▶ **EXERCISE DIRECTIONS**: Rewrite the listing below, replacing "a pin for each instance" with "one point per instance" everywhere and leaving every other character unchanged. Leave out the pictures.
## begin DATA EXTRACT
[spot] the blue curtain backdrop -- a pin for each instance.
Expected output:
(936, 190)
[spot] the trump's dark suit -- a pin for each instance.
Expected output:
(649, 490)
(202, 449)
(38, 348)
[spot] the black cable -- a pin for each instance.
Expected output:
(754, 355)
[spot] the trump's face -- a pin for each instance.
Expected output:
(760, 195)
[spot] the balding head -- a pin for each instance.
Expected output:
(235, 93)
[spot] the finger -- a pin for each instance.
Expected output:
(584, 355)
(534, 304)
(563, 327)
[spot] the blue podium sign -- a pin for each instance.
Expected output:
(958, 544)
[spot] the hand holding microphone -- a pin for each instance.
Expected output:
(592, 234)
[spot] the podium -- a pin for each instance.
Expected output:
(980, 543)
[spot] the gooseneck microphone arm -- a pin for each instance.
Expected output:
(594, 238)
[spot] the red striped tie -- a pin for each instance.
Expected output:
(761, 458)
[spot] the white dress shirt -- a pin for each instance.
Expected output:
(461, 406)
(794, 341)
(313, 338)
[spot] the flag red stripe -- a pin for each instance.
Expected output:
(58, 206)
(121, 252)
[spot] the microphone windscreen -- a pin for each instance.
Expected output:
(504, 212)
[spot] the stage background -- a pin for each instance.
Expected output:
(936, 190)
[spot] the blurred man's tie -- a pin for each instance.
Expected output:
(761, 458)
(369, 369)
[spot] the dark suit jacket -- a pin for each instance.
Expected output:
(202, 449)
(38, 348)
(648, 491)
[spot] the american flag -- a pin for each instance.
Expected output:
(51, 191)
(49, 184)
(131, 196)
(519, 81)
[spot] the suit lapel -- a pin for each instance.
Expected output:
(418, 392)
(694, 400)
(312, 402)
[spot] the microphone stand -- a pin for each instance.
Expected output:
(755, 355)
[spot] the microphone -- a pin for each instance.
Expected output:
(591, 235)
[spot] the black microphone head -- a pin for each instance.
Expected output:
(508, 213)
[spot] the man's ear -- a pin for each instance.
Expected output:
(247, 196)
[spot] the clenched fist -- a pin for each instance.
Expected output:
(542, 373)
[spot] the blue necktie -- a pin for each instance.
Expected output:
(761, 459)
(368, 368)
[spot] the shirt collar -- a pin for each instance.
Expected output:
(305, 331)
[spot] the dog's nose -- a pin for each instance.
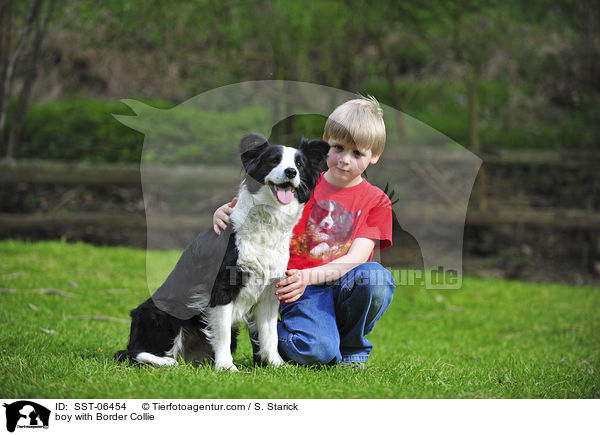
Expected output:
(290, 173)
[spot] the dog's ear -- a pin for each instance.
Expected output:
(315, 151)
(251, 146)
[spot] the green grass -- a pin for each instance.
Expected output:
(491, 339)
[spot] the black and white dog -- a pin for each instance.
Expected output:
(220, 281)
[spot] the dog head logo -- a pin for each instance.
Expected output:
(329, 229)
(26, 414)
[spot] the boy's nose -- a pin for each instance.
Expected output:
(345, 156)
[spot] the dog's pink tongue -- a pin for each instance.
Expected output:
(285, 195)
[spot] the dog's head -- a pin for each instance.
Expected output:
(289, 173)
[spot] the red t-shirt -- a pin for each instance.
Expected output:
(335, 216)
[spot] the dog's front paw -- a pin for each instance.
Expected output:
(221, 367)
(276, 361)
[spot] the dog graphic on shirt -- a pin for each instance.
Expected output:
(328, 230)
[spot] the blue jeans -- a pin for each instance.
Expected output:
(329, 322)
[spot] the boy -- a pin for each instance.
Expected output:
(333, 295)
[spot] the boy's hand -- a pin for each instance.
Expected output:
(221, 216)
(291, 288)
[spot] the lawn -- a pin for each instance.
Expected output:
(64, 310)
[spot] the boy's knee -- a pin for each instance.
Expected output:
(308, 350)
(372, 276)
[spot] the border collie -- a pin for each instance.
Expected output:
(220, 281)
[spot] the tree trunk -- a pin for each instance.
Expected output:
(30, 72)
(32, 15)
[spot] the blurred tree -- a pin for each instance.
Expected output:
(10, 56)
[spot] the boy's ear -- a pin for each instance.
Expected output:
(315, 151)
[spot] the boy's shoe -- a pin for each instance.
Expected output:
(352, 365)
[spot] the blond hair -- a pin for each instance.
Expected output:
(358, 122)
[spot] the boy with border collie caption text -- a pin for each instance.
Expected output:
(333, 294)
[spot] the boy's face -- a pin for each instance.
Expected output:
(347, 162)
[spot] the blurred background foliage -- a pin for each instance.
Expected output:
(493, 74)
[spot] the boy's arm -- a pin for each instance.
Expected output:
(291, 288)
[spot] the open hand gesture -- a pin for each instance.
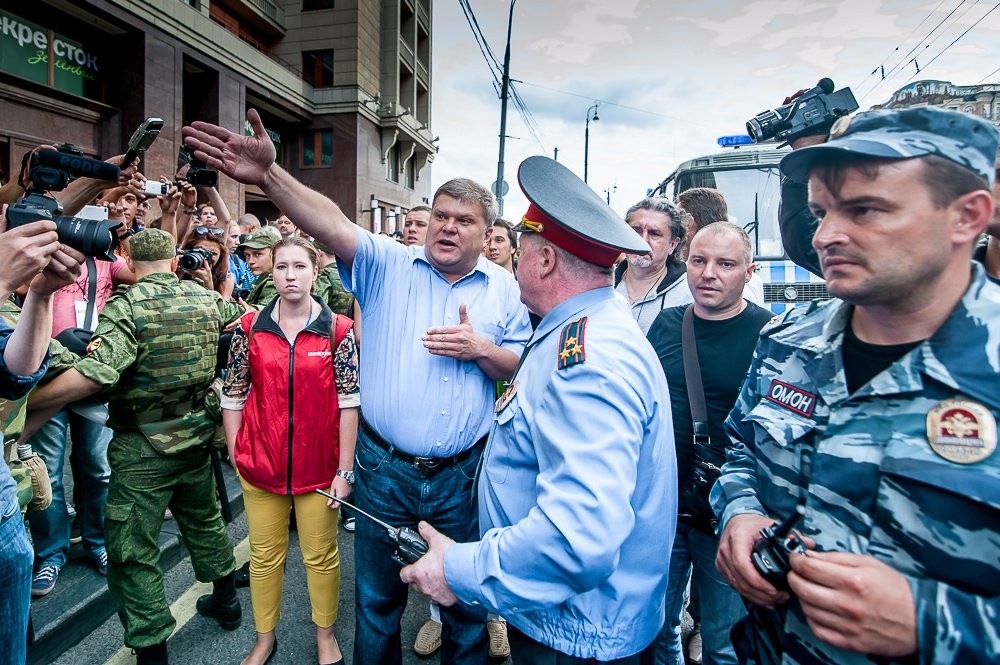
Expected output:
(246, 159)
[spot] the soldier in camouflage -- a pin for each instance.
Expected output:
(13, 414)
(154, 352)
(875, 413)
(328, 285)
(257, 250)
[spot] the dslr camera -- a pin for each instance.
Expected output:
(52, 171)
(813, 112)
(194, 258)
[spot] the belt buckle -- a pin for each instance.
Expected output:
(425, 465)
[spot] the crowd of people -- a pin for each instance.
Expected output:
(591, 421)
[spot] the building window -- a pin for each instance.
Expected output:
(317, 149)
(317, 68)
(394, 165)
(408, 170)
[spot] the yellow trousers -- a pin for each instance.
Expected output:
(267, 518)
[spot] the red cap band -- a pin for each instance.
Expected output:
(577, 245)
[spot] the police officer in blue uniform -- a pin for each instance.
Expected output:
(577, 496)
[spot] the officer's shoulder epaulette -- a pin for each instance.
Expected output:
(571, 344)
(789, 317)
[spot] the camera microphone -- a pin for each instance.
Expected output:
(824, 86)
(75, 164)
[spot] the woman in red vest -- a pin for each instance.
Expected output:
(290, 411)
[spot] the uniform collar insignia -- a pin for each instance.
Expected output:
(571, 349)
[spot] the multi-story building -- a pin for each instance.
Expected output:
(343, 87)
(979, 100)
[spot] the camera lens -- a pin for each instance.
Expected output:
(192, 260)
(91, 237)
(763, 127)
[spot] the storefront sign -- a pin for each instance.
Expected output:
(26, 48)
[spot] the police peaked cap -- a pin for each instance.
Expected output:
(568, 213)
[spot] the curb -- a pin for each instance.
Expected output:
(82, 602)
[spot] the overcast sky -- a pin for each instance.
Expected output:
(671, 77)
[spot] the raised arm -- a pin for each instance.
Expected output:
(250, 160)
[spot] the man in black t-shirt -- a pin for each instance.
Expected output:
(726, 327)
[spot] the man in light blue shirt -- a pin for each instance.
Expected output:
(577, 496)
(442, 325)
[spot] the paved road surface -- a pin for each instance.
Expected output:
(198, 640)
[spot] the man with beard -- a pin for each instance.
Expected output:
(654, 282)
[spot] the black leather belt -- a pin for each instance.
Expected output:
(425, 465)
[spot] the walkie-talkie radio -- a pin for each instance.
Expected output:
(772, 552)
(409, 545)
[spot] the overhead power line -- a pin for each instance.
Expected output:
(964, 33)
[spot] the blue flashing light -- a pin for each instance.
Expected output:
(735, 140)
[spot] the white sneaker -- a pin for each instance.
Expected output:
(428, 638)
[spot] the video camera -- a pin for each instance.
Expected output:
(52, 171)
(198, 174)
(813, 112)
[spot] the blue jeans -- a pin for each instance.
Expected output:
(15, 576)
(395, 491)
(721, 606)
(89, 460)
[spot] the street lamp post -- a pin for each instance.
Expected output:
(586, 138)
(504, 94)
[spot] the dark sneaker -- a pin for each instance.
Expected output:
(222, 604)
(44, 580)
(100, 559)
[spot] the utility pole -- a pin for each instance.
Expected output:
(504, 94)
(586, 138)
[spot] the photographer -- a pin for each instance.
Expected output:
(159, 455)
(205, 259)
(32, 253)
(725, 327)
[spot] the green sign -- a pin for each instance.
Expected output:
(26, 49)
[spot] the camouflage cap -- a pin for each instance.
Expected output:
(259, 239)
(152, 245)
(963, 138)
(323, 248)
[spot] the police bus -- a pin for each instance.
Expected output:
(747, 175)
## end DATA EXTRACT
▶ **SOLUTION FOR THIS EXERCISE**:
[spot] the blue curtain backdrop -- one point per instance.
Expected output:
(936, 190)
[spot] the trump's dark suit -- one point per instance.
Expected output:
(649, 490)
(202, 449)
(38, 348)
[spot] the black cable -- one point per instance.
Expected output:
(754, 355)
[spot] the trump's face -- one point per instance.
Expected output:
(760, 195)
[spot] the balding head -- one point per instance.
Expected output:
(235, 93)
[spot] the finger -- one point per instance.
Expected output:
(584, 355)
(534, 304)
(563, 327)
[spot] the blue podium sign -- one point per instance.
Expected output:
(958, 544)
[spot] the hand holding microphone -- one point per instance.
Expected output:
(592, 234)
[spot] the podium -- one point per instance.
Expected output:
(980, 543)
[spot] the gooseneck microphone arm -- one point per instance.
Expected output:
(594, 238)
[spot] the red striped tie -- one point per instance.
Expected output:
(761, 458)
[spot] the white dress shirt -- one point per instance.
Expected output:
(461, 406)
(794, 341)
(313, 338)
[spot] the flag red stripe -- one point per instance.
Expected output:
(58, 206)
(121, 252)
[spot] the microphone windscreen -- one point per instance.
Expected output:
(504, 212)
[spot] the stage background -- one point per instance.
Expected output:
(936, 190)
[spot] the blurred man's tie -- one point per instance.
Expected output:
(761, 458)
(369, 369)
[spot] the dark suit jacket -- one point per instance.
Expected output:
(202, 449)
(38, 348)
(648, 491)
[spot] the american flag -- one point per instance.
Expected output:
(51, 191)
(49, 184)
(131, 196)
(519, 81)
[spot] the suit lapel -- one point per instance.
Expected output:
(418, 392)
(694, 400)
(312, 402)
[spot] the microphone stand -- one point per instance.
Expected output:
(755, 355)
[spot] the microphone -- one point per instance.
Expected output:
(591, 235)
[spot] the black microphone head -- one point per instance.
Expected output:
(508, 213)
[spot] the man's ear -- one point per instance.
Expected output:
(247, 196)
[spot] the clenched fist -- one point per instance.
Expected output:
(542, 373)
[spot] the blue necktie -- one point per instance.
Expected output:
(761, 459)
(368, 368)
[spot] the shirt collar -- one point per instance.
Expected output:
(305, 331)
[spot] the dog's nose -- one point per instance.
Expected output:
(290, 173)
[spot] the dog's ear -- one point per instance.
Expected output:
(315, 151)
(251, 146)
[spot] the green grass -- one point per instance.
Expected output:
(491, 339)
[spot] the black and white dog -- one point per instance.
Expected output:
(220, 281)
[spot] the dog head logo -- one point per instance.
Expected output:
(329, 229)
(26, 414)
[spot] the boy's nose -- one point per instance.
Expected output:
(345, 156)
[spot] the dog's pink tongue -- one point per instance.
Expected output:
(285, 195)
[spot] the dog's head -- one point per instance.
Expected output:
(289, 173)
[spot] the red t-shirt -- one point per instance.
Expected output:
(335, 216)
[spot] the dog's front paw -- one point per instance.
Expected output:
(221, 367)
(276, 361)
[spot] the dog graphic on shirt -- one point per instance.
Expected output:
(328, 230)
[spot] the blue jeans -- one point per instance.
Expected output:
(329, 322)
[spot] the boy -- one point per instance.
Expected output:
(333, 295)
[spot] the boy's hand -- one point per instance.
Expected output:
(221, 216)
(291, 288)
[spot] the lawn -- one point per instance.
Expected output:
(64, 310)
[spot] the boy's knee -- one point per instance.
Expected output:
(308, 350)
(372, 276)
[spot] the border collie -- one point per instance.
Expected output:
(220, 281)
[spot] the tree trunk -- one point per instance.
Expected output:
(30, 72)
(32, 15)
[spot] the blurred tree -- one point per instance.
Expected output:
(10, 56)
[spot] the boy's ear -- one point per instance.
Expected output:
(315, 151)
[spot] the boy's shoe -- one point per instance.
Expected output:
(352, 365)
[spot] the blond hair -- one point per instance.
Expected output:
(358, 122)
[spot] the boy with border collie caption text -- one point per instance.
Expected output:
(333, 294)
[spot] the boy's face -- one point per instance.
Expected output:
(347, 162)
[spot] the blurred background foliage -- one point per instance.
Expected output:
(493, 74)
[spot] the boy's arm -- one point per instance.
Expected output:
(291, 288)
[spot] the open hand gesture -- one point per instance.
Expected output:
(246, 159)
[spot] the soldier in camouflage -- one point per instance.
Expected output:
(13, 414)
(154, 352)
(875, 413)
(328, 285)
(257, 250)
[spot] the dslr camera -- one point per instance.
Expected output:
(52, 171)
(813, 112)
(194, 258)
[spot] the belt buckle -- one point per instance.
Expected output:
(425, 465)
[spot] the crowd of people -- one point per instance.
Expected output:
(591, 421)
[spot] the building window -- one point per instance.
Expected output:
(317, 149)
(317, 68)
(394, 165)
(408, 170)
[spot] the yellow trousers -- one point per instance.
Expected output:
(267, 518)
[spot] the red cap band -- one point per instance.
Expected output:
(577, 245)
[spot] the police officer in blue uniform -- one point per instance.
Expected output:
(577, 496)
[spot] the officer's shoulder epaulette -- one point per instance.
Expected output:
(571, 344)
(789, 317)
[spot] the camera microphone -- one point per instance.
Expected output:
(824, 86)
(75, 164)
[spot] the woman in red vest -- one point per instance.
Expected output:
(290, 411)
[spot] the uniform collar insignia -- one point per instance.
Expected output:
(571, 349)
[spot] the multi-story building -- one point per instance.
Expected output:
(343, 87)
(979, 100)
[spot] the camera lens -- one point per instance.
Expected output:
(192, 260)
(91, 237)
(763, 127)
[spot] the storefront sign -- one point per instance.
Expected output:
(26, 48)
[spot] the police peaked cap -- one point per instance.
Expected output:
(568, 213)
[spot] the curb -- one point per instance.
Expected output:
(82, 602)
[spot] the overcast sky -- one point per instance.
Expected output:
(671, 77)
[spot] the raised arm -- one point per instance.
Expected output:
(250, 160)
[spot] the man in black t-shirt -- one point per instance.
Expected output:
(726, 327)
[spot] the man in light blue shirt -- one point per instance.
Expected output:
(577, 496)
(442, 325)
[spot] the paved road surface -- one point per instance.
Expected output:
(198, 640)
[spot] the man with beard -- one point per instance.
Expected output:
(654, 282)
[spot] the black leather belt -- one point per instance.
Expected output:
(425, 465)
[spot] the walkie-talkie radio -- one point per instance.
Expected output:
(772, 552)
(409, 545)
[spot] the overhead power line -- one point per instance.
Expected output:
(964, 33)
[spot] the blue flashing light -- one point per instance.
Expected output:
(735, 140)
[spot] the white sneaker -- one point per instance.
Expected output:
(428, 638)
[spot] the video camera -- one point per instance.
Expected output:
(52, 171)
(198, 174)
(813, 112)
[spot] the blue jeans -- one point per instance.
Expected output:
(15, 576)
(395, 491)
(721, 606)
(89, 460)
[spot] the street lamp post -- one point per instance.
Expected output:
(586, 138)
(504, 94)
[spot] the dark sneaker -- one point per instance.
Expected output:
(222, 604)
(44, 580)
(100, 559)
[spot] the utility pole -- one point per instance.
Expected output:
(504, 94)
(586, 138)
[spot] the photographer -- one point per instance.
Expected output:
(159, 455)
(205, 259)
(32, 253)
(725, 327)
[spot] the green sign -- one point per instance.
Expected output:
(26, 49)
[spot] the camouflage cap -- one point per instance.
Expected output:
(259, 239)
(152, 245)
(963, 138)
(323, 248)
[spot] the police bus -- one point per instance.
Expected output:
(747, 175)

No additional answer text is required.